#### WHAT IS NEEDED:
Only one stretch of the records below is wanted: the lines from the one holding "Target: light wood grain" through the one holding "Task: tag every instance of the uncooked". Return it exactly, both ends included.

#### RECORDS TO PROCESS:

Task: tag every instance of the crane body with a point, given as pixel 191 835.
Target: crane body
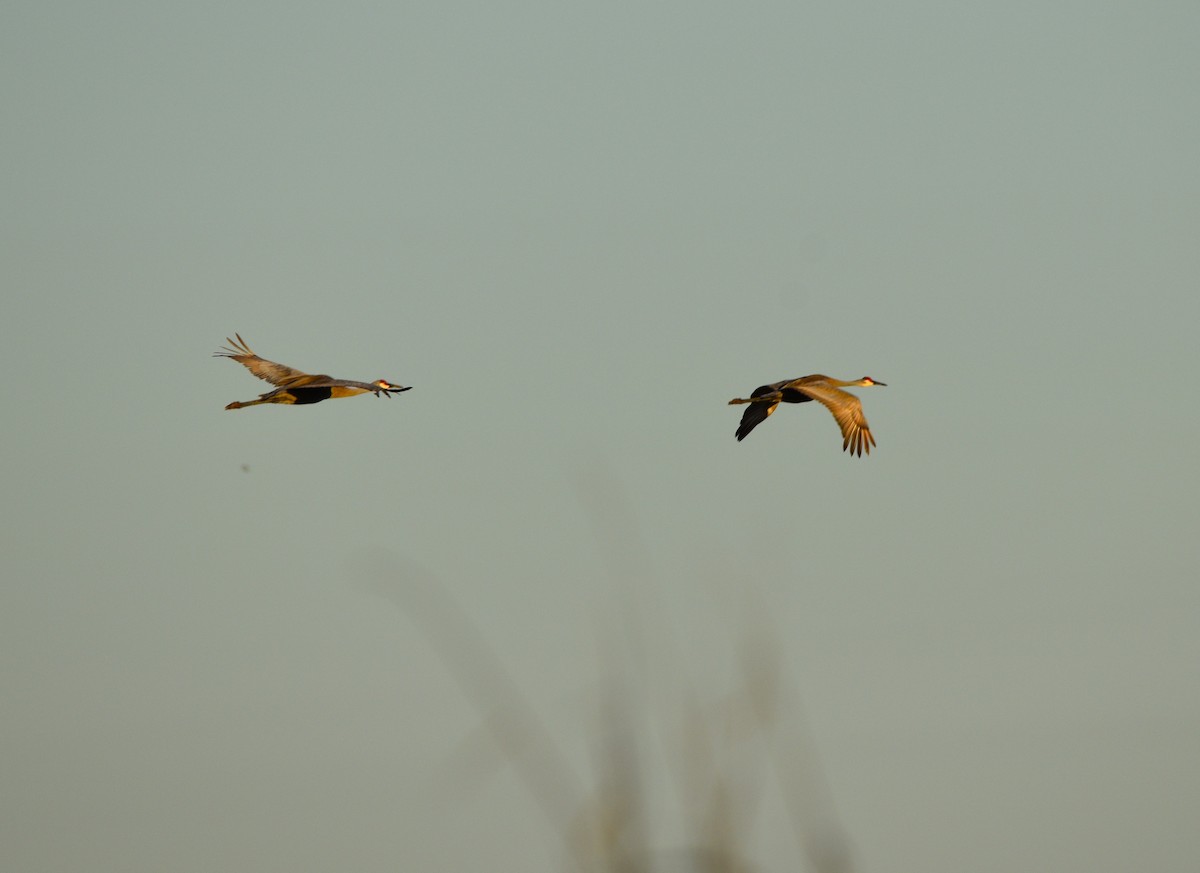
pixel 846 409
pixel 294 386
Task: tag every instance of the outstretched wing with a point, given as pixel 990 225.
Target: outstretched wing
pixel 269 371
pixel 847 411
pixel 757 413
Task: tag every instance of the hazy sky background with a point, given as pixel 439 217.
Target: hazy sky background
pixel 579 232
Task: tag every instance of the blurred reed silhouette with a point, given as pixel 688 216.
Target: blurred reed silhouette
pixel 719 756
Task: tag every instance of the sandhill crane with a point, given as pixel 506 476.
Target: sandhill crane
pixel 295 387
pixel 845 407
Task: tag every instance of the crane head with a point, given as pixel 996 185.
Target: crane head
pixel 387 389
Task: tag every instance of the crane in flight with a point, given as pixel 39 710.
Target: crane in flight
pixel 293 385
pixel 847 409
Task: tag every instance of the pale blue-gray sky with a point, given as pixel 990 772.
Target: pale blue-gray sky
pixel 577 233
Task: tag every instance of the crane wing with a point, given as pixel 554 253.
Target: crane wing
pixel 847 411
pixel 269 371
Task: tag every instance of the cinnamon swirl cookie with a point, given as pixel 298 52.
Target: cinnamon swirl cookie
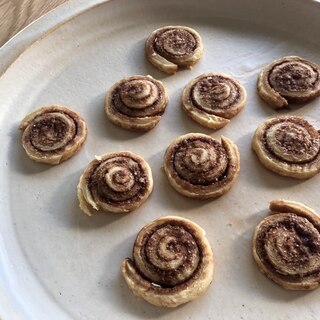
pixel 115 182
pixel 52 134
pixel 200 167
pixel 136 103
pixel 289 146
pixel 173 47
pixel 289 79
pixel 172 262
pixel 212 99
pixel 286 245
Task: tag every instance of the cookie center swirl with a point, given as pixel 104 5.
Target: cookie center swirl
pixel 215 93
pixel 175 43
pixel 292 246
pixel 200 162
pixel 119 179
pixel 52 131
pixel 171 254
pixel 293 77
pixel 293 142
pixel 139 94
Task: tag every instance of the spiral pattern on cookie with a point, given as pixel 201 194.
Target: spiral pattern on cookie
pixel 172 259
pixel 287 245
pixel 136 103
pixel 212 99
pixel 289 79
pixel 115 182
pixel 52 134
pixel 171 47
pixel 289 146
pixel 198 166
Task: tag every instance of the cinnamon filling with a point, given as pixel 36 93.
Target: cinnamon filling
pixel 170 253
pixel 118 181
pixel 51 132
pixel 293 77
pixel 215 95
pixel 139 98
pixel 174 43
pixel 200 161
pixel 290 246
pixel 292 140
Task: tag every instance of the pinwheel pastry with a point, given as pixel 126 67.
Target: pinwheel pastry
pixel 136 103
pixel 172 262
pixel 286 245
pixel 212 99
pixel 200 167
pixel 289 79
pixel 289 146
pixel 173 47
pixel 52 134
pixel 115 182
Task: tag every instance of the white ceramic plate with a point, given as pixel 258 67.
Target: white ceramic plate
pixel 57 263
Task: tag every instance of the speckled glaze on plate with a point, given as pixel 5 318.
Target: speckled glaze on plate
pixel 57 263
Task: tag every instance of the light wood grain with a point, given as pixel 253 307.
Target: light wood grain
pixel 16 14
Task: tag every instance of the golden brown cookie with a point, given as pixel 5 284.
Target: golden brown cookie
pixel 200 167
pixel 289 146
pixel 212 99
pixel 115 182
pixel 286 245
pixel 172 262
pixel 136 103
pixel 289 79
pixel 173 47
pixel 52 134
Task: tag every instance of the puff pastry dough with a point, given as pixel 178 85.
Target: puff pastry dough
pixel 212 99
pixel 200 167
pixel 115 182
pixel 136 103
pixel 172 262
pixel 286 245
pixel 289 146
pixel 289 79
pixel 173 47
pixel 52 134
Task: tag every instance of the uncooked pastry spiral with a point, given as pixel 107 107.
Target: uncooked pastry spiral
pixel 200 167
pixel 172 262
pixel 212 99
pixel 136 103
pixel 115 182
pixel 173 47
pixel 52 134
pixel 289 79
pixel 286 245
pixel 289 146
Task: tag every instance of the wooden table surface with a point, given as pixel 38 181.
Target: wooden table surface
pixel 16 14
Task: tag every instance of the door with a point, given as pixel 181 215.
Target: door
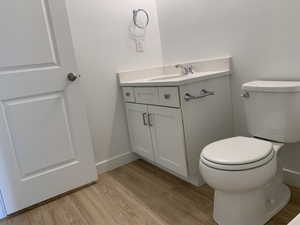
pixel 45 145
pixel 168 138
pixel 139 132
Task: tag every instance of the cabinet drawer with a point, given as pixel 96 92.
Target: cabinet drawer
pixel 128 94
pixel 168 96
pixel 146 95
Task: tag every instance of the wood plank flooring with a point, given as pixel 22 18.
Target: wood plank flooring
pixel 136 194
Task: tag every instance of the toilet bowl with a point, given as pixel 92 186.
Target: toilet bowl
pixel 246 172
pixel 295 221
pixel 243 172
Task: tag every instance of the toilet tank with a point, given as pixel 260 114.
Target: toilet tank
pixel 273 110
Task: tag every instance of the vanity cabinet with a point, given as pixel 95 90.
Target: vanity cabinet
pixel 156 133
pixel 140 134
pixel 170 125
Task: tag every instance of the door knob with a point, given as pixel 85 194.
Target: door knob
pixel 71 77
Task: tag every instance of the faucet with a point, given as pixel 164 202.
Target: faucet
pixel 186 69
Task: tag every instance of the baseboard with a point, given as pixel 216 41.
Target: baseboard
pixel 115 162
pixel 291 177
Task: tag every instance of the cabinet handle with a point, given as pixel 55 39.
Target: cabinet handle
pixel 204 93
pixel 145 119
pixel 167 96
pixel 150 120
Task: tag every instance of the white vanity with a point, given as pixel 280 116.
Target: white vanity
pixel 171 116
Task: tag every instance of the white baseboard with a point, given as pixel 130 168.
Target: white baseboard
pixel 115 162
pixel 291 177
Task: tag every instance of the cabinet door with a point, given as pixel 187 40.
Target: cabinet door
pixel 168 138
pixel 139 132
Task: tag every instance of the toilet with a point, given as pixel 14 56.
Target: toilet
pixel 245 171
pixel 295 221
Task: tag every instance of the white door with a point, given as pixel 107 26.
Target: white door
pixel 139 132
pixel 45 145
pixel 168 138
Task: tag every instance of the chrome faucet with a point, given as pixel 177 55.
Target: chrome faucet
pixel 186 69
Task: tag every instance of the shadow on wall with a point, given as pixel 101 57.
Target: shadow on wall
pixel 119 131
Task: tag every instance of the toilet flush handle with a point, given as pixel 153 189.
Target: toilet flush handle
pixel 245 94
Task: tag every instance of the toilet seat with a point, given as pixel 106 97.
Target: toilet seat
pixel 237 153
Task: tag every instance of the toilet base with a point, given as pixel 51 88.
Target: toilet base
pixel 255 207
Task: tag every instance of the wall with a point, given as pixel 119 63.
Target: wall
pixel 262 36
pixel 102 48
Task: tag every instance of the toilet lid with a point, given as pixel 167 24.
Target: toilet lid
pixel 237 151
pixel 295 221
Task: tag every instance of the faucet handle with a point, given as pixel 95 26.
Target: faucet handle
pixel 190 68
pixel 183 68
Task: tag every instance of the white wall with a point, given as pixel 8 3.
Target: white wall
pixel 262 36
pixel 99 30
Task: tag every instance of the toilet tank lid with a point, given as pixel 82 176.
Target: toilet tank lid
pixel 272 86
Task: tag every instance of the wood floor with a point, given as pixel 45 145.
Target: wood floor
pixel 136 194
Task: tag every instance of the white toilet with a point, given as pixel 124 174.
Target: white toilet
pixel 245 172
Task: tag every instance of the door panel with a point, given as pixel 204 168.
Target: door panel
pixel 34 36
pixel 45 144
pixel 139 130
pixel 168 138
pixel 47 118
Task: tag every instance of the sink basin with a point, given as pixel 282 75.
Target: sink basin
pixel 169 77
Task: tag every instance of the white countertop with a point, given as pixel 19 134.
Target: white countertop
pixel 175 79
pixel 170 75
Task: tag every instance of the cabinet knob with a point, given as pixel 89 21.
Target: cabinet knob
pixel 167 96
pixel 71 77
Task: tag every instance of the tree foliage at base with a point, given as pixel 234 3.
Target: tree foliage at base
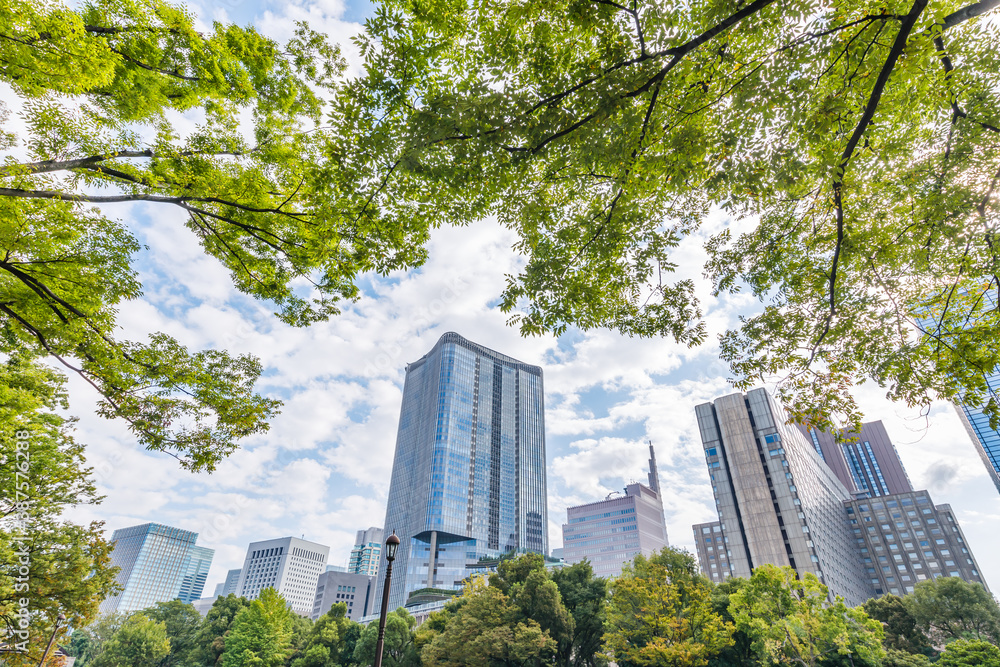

#### TASK ANSWER:
Target: light wood grain
pixel 16 14
Task: tag every instance of the golden brown cookie with a point, given as pixel 5 284.
Target: golden brown cookie
pixel 200 167
pixel 289 146
pixel 212 99
pixel 115 182
pixel 286 245
pixel 172 262
pixel 136 103
pixel 289 79
pixel 173 47
pixel 52 134
Task: tag every instance of the puff pastry dough with a point, given as pixel 178 85.
Target: puff pastry dough
pixel 212 99
pixel 200 167
pixel 115 182
pixel 136 103
pixel 172 262
pixel 286 245
pixel 289 146
pixel 289 79
pixel 173 47
pixel 52 134
Task: tag every instance of the uncooked pastry spiral with a point, given as pixel 107 107.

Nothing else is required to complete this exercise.